*Request:* Please return the whole listing below word for word, leaving out the pictures.

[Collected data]
□ □ □ □ □

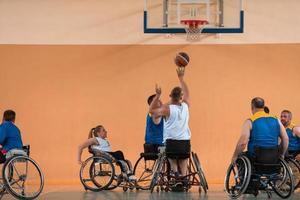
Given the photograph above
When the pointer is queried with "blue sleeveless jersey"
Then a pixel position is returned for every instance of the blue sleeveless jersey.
(294, 142)
(265, 131)
(154, 132)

□ □ □ □ □

*Response to the task:*
Given the photograph above
When the pointer is queried with "blue sleeveless jersey"
Then a pixel position is returned for every instance of the blue sleeveless jersey.
(294, 142)
(265, 131)
(154, 132)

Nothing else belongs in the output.